Which lines in the records below contain the word "bronze"? Show each of them in full, and count only matches with the same capitalization.
____
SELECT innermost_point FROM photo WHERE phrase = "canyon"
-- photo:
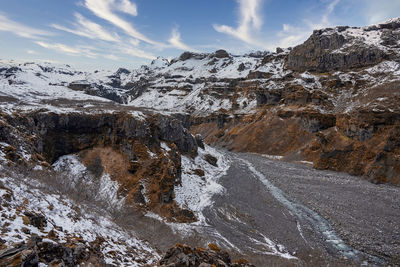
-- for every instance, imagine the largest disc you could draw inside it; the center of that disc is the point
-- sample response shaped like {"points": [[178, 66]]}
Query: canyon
{"points": [[285, 158]]}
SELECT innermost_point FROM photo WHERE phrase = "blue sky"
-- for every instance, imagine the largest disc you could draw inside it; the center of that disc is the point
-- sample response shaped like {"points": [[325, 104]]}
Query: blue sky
{"points": [[107, 34]]}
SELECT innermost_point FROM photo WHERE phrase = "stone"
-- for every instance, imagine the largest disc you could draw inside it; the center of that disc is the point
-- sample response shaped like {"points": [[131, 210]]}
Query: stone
{"points": [[36, 220]]}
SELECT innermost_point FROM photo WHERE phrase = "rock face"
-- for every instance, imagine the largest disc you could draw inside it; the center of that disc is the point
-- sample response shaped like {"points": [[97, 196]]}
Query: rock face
{"points": [[101, 139], [49, 252], [182, 255], [344, 48]]}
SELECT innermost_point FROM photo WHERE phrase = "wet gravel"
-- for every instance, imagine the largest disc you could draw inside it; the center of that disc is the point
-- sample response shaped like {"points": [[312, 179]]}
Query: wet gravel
{"points": [[324, 217]]}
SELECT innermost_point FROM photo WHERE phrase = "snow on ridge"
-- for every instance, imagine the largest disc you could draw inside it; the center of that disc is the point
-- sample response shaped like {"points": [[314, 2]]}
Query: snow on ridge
{"points": [[196, 192]]}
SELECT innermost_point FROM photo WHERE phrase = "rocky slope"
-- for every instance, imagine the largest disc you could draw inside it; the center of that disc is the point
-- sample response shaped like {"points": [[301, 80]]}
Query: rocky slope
{"points": [[121, 144]]}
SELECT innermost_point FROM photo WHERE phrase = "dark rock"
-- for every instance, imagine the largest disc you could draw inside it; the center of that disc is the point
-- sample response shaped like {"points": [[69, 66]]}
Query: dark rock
{"points": [[211, 159], [199, 141], [279, 50], [241, 67], [221, 54], [172, 130], [182, 255], [258, 75], [36, 220], [317, 54], [268, 97]]}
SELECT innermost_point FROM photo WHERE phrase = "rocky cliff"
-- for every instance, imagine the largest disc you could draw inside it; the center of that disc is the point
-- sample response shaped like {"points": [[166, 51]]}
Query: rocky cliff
{"points": [[126, 146]]}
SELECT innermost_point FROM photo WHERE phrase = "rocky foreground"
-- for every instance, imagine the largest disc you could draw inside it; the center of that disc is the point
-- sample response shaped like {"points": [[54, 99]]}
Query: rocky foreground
{"points": [[111, 168]]}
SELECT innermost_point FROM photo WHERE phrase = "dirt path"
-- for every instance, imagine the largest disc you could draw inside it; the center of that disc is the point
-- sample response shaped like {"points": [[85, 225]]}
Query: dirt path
{"points": [[277, 211]]}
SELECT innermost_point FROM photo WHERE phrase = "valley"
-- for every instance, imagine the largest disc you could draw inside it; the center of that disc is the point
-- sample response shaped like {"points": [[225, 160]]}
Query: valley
{"points": [[286, 158]]}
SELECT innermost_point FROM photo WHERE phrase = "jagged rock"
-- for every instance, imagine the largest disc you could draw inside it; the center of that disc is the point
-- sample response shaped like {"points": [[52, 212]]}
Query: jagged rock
{"points": [[270, 97], [36, 220], [221, 54], [211, 159], [48, 252], [199, 141], [320, 53], [185, 256]]}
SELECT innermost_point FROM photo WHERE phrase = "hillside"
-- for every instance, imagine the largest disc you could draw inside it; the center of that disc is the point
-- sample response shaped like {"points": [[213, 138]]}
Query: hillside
{"points": [[114, 167]]}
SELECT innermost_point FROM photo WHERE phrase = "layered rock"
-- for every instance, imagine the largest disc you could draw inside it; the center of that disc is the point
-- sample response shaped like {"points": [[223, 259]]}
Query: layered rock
{"points": [[344, 48], [183, 255], [125, 146]]}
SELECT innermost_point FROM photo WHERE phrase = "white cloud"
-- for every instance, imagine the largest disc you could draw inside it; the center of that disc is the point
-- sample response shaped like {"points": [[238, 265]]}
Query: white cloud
{"points": [[250, 20], [31, 52], [105, 9], [76, 51], [21, 30], [136, 52], [127, 7], [176, 41], [89, 29], [291, 35], [112, 57], [378, 11]]}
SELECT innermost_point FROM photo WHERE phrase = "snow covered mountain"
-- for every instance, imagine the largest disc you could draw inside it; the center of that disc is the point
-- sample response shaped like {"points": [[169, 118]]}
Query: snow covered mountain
{"points": [[115, 143]]}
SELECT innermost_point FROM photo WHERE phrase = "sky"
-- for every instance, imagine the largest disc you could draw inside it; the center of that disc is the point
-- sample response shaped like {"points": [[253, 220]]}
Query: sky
{"points": [[107, 34]]}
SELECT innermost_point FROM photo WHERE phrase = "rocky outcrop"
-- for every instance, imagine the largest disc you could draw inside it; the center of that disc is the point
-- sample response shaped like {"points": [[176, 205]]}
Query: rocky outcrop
{"points": [[49, 252], [320, 53], [128, 147], [344, 48], [182, 255]]}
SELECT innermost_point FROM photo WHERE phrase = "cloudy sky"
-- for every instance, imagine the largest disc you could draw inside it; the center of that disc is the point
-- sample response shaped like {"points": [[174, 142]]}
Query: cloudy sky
{"points": [[130, 33]]}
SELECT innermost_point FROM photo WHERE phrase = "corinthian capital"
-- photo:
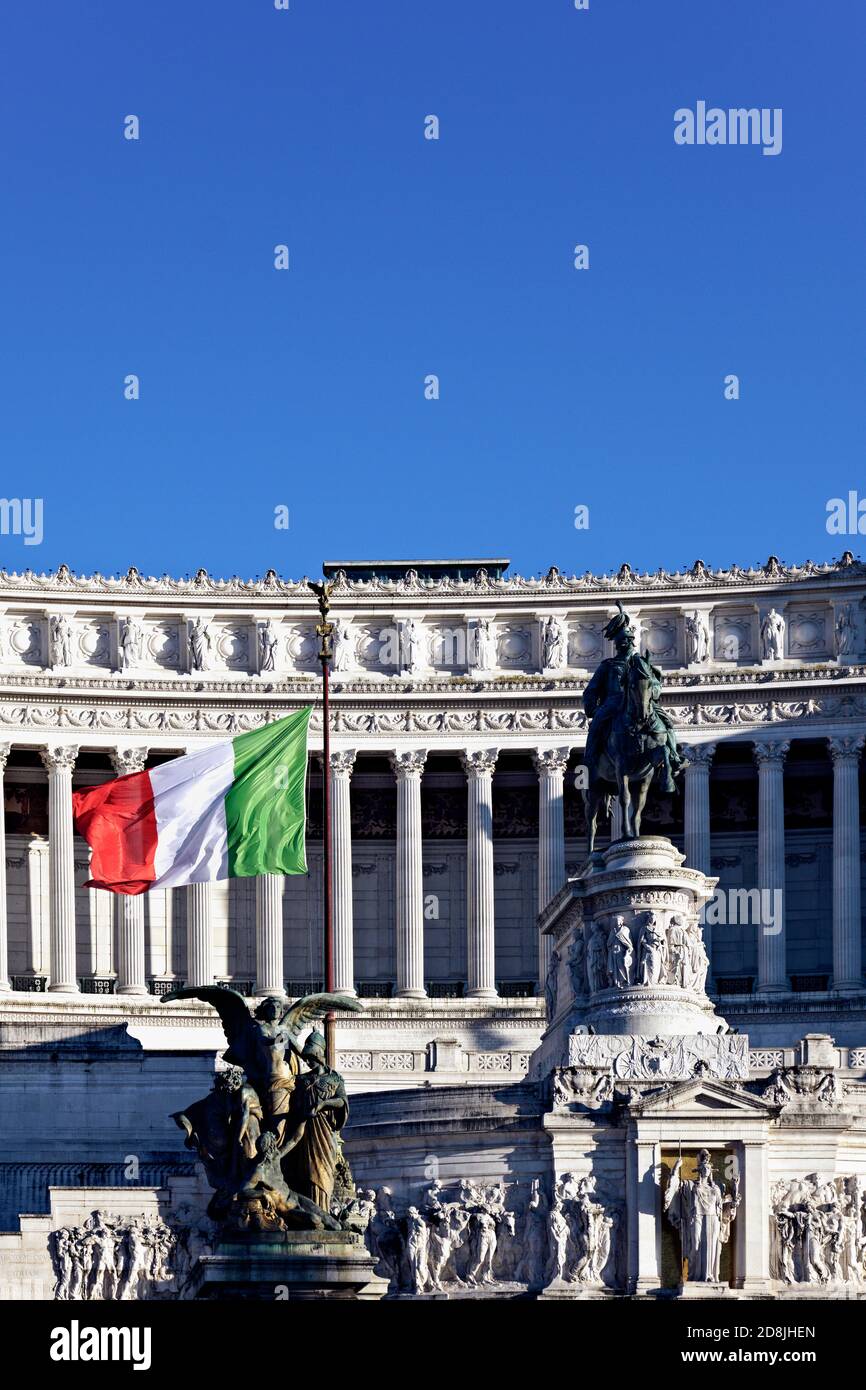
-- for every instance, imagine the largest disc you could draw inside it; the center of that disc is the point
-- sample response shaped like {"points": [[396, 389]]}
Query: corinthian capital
{"points": [[548, 761], [772, 754], [59, 758], [128, 761], [478, 762], [698, 755], [845, 749], [342, 762], [407, 762]]}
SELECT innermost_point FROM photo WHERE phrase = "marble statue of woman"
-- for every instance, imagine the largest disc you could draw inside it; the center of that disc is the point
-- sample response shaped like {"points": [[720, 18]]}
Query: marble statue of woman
{"points": [[704, 1212], [773, 637], [597, 961], [620, 954], [268, 641], [485, 645], [697, 638], [652, 951], [553, 647], [131, 637], [319, 1111], [342, 644], [199, 645], [844, 631]]}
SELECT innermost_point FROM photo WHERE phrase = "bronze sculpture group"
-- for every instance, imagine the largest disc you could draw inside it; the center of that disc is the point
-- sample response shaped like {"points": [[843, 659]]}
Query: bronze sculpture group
{"points": [[630, 738], [267, 1133]]}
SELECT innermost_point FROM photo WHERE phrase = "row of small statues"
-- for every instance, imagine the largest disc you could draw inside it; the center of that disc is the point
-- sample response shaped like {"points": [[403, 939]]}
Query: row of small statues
{"points": [[478, 1235], [610, 954], [772, 635], [113, 1257], [819, 1230]]}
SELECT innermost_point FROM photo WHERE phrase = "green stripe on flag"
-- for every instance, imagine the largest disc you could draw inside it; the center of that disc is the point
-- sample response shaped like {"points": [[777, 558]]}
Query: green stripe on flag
{"points": [[264, 806]]}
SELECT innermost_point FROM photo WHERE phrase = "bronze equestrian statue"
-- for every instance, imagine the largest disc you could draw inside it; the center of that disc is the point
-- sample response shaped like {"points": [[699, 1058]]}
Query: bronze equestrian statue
{"points": [[630, 738]]}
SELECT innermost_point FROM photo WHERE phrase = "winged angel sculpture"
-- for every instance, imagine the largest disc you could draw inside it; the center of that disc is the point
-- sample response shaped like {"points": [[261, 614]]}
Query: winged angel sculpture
{"points": [[267, 1132]]}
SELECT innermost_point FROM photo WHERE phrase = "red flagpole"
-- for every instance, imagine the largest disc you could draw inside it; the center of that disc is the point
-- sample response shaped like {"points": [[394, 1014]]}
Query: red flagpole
{"points": [[325, 631]]}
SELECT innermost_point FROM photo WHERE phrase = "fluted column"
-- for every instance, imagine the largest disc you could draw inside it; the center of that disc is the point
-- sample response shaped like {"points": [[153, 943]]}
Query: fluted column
{"points": [[60, 761], [199, 936], [129, 911], [342, 763], [270, 977], [772, 968], [481, 944], [847, 950], [407, 767], [551, 766], [697, 813], [4, 980]]}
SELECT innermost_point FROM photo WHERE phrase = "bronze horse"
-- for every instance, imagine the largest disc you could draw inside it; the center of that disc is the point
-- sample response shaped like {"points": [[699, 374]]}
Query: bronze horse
{"points": [[634, 754]]}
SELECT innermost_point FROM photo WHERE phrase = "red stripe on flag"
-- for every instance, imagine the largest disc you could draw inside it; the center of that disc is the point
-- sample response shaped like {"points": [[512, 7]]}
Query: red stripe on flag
{"points": [[118, 822]]}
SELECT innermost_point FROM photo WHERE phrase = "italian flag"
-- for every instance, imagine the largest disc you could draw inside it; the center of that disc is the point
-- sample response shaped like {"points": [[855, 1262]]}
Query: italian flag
{"points": [[231, 811]]}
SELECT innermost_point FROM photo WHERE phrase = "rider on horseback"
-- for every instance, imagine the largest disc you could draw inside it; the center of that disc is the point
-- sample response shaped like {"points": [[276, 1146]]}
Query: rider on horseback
{"points": [[605, 697]]}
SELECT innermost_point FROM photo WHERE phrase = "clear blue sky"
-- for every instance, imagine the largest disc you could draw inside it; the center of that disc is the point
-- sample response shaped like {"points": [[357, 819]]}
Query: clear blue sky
{"points": [[407, 256]]}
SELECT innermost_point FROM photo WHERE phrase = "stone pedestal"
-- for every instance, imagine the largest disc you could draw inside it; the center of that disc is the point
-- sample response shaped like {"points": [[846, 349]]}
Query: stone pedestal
{"points": [[291, 1266], [628, 969]]}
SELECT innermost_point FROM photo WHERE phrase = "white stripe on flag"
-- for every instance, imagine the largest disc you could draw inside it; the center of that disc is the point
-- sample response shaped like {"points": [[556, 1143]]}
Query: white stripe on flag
{"points": [[189, 801]]}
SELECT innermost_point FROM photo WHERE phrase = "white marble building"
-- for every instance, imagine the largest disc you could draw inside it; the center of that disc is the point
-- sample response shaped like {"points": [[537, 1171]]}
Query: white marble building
{"points": [[458, 727]]}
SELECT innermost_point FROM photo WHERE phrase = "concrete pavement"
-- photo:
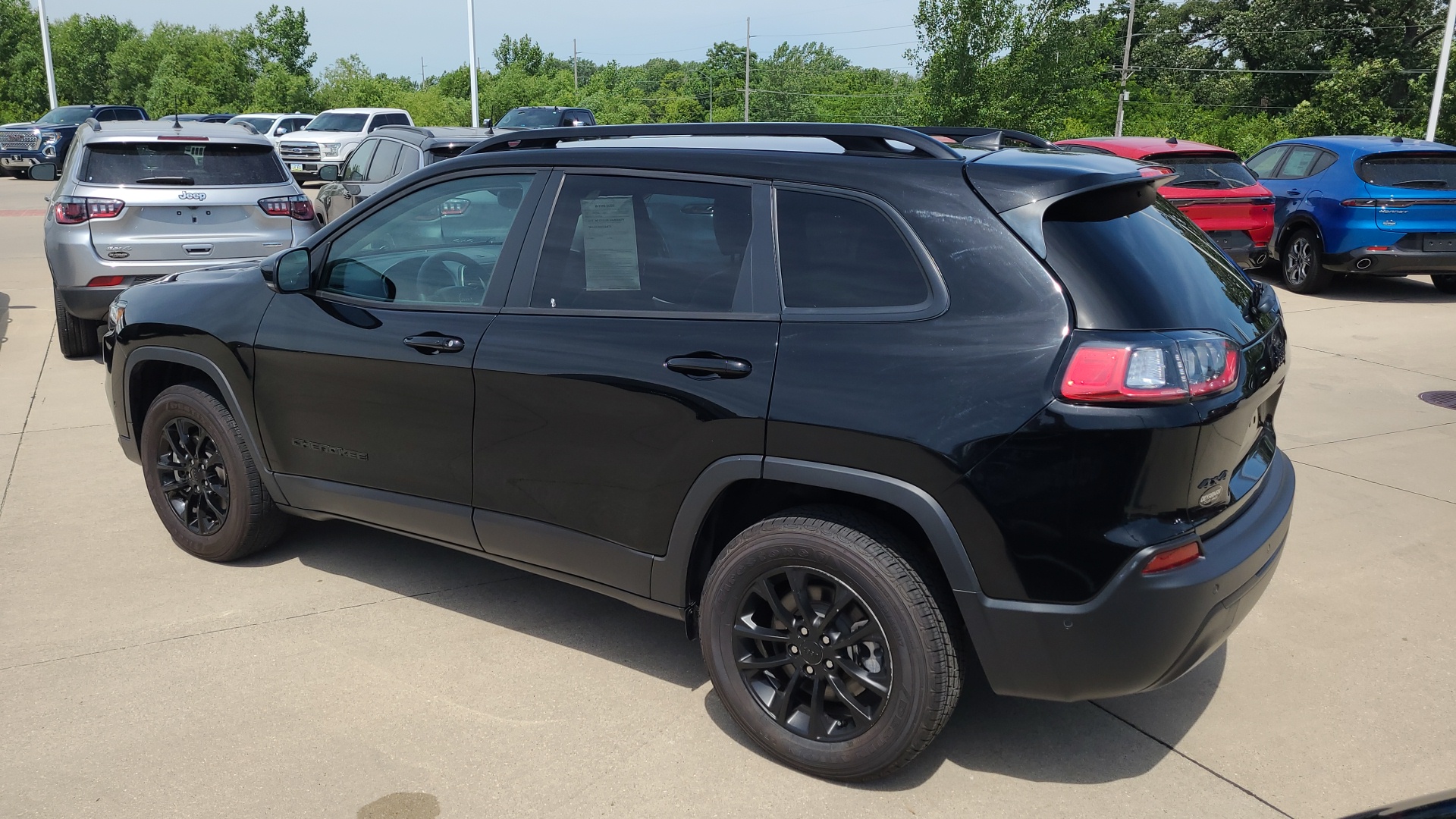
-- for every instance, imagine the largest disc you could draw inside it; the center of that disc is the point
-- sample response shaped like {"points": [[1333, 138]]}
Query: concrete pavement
{"points": [[347, 672]]}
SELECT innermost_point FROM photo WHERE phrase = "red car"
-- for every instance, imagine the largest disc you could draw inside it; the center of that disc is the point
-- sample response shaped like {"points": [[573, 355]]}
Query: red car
{"points": [[1213, 187]]}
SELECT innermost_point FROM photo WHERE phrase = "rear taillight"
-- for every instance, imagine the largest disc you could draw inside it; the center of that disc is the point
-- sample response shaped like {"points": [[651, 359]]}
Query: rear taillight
{"points": [[296, 206], [74, 210], [1175, 557], [1159, 371]]}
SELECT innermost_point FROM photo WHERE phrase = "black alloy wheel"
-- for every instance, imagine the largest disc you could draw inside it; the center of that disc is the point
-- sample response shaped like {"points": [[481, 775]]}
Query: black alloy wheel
{"points": [[813, 653], [193, 475]]}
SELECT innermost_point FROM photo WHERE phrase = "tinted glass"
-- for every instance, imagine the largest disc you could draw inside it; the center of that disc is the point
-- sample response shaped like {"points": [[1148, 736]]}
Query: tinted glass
{"points": [[1207, 172], [182, 164], [1301, 162], [837, 253], [1133, 261], [1267, 161], [357, 168], [382, 167], [435, 246], [1429, 171], [337, 123], [530, 118], [628, 243], [67, 115]]}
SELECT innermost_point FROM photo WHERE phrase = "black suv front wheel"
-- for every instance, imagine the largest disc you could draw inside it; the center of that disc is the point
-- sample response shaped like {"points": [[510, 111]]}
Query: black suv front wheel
{"points": [[826, 645]]}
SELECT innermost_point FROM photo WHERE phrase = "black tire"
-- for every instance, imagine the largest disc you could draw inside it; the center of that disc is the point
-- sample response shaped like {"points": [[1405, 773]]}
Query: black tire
{"points": [[1302, 262], [202, 480], [77, 337], [832, 551]]}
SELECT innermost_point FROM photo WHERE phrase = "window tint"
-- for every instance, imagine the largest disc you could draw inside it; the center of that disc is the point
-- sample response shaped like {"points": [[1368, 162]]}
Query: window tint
{"points": [[1301, 162], [839, 253], [190, 165], [382, 167], [357, 167], [629, 243], [408, 161], [435, 246], [1267, 161]]}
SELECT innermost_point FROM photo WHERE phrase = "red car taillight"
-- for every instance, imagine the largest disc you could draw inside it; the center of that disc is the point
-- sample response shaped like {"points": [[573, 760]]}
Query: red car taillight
{"points": [[1155, 372], [74, 210], [296, 206]]}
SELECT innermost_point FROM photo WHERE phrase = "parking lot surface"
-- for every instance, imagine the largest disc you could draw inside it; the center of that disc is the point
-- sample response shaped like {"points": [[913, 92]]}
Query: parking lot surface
{"points": [[348, 672]]}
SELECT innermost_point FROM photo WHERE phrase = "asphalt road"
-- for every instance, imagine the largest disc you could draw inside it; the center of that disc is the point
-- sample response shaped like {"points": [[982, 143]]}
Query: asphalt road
{"points": [[351, 673]]}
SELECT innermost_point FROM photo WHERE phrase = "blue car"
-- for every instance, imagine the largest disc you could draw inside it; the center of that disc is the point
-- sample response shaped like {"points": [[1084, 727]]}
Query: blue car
{"points": [[1375, 206]]}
____
WRITTEN ANSWER =>
SELECT innermost_point FROM photo WHERE phrase = "bronze sculpture group"
Query: bronze sculpture group
SELECT innermost_point FROM photo WHERE phrase = "bronze equestrian statue"
Query: bronze equestrian statue
SELECT innermost_point FROM photo WHERE phrase = "bronze horse"
Query: bronze horse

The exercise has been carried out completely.